### WORK TASK:
Write the next part of the Mackinac Island history text, starting right after its last sentence.

### SELECTED TEXT:
####################
Mackinac Island - History

History

Archaeologists have excavated prehistoric fishing camps on Mackinac Island and in the surrounding areas. Fishhooks, pottery, and other artifacts establish a Native American presence at least 700 years before European exploration, around AD 900. The island is a sacred place in the tradition of some of its earliest known inhabitants, the Anishinaabe (Ojibwa) tribes, who consider it to be home to the Gitche Manitou, or the "Great Spirit". According to legend, Mackinac Island was created by the Great Hare, Michabou and was the first land to appear after the recession of the Great Flood. The island was a gathering place for the local tribes where their offerings were made to Gitche Manitou and was where tribal chiefs were buried.
####################
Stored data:
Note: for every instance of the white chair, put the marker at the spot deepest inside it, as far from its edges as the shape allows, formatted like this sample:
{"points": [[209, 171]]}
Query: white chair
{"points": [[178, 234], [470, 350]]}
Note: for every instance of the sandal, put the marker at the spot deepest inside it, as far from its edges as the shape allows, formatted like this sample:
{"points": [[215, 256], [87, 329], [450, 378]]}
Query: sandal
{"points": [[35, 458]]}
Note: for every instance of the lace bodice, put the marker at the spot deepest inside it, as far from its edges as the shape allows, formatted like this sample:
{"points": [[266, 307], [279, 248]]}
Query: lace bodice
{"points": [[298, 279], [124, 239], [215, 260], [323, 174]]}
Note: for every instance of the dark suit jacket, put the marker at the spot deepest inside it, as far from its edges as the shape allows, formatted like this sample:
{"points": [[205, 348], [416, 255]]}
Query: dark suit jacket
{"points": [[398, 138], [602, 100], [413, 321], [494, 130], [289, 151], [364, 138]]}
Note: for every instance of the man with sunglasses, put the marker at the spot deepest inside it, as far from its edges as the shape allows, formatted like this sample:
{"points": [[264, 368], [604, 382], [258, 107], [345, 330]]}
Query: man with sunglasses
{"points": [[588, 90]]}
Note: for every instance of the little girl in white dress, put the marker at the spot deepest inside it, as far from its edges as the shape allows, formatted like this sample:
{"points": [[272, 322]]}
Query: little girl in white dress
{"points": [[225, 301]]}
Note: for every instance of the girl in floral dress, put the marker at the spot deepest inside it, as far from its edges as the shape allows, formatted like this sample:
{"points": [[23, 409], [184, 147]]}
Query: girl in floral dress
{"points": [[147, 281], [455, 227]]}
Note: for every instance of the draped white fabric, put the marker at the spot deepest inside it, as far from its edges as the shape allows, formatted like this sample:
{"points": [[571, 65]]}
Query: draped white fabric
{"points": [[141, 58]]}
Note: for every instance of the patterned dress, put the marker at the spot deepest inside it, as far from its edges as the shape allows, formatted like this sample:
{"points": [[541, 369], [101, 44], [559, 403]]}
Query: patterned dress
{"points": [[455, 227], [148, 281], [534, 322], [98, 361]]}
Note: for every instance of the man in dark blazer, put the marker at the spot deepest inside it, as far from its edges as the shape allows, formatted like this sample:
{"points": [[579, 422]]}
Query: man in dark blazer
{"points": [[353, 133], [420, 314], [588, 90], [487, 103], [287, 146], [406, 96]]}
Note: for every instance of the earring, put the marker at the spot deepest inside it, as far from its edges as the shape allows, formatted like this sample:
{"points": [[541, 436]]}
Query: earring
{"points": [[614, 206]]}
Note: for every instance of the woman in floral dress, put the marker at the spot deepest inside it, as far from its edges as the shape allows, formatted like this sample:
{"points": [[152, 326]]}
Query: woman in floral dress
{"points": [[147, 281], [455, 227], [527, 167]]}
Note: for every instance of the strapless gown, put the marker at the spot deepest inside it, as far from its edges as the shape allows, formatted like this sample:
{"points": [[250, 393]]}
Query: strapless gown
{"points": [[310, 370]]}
####################
### OUTPUT BELOW:
The first European likely to have seen Mackinac Island is Jean Nicolet, a French-Canadian coureur de bois, during his 1634 explorations. The Jesuit priest Claude Dablon founded a mission for the Native Americans on Mackinac Island in 1670, and stayed over the winter of 1670–71. Dablon's fall 1671 successor, the missionary and explorer Jacques Marquette, moved the mission to St. Ignace soon after his arrival. With the mission as a focus, the Straits of Mackinac quickly became an important French fur trading location. The British took control of the Straits of Mackinac after the French and Indian War and Major Patrick Sinclair chose the bluffs of the island for Fort Mackinac in 1780.

Although the British built Fort Mackinac to protect their settlement from attack by French-Canadians and native tribes, the fort was never attacked during the American Revolutionary War, and the entire Straits area was officially acquired by the United States through the Treaty of Paris in 1783. However, much of the British forces did not leave the Great Lakes area until after Jay's Treaty established U.S. sovereignty over the Northwest Territory in 1794. During the War of 1812, the British captured the fort in the first battle of the conflict because the Americans had not yet heard that war had been declared. The victorious British attempted to protect their prize by building Fort George on the high ground behind Fort Mackinac. In 1814, the Americans and British fought a second battle on the north side of the island. The American second-in-command, Major Andrew Hunter Holmes, was killed and the Americans failed to recapture the island.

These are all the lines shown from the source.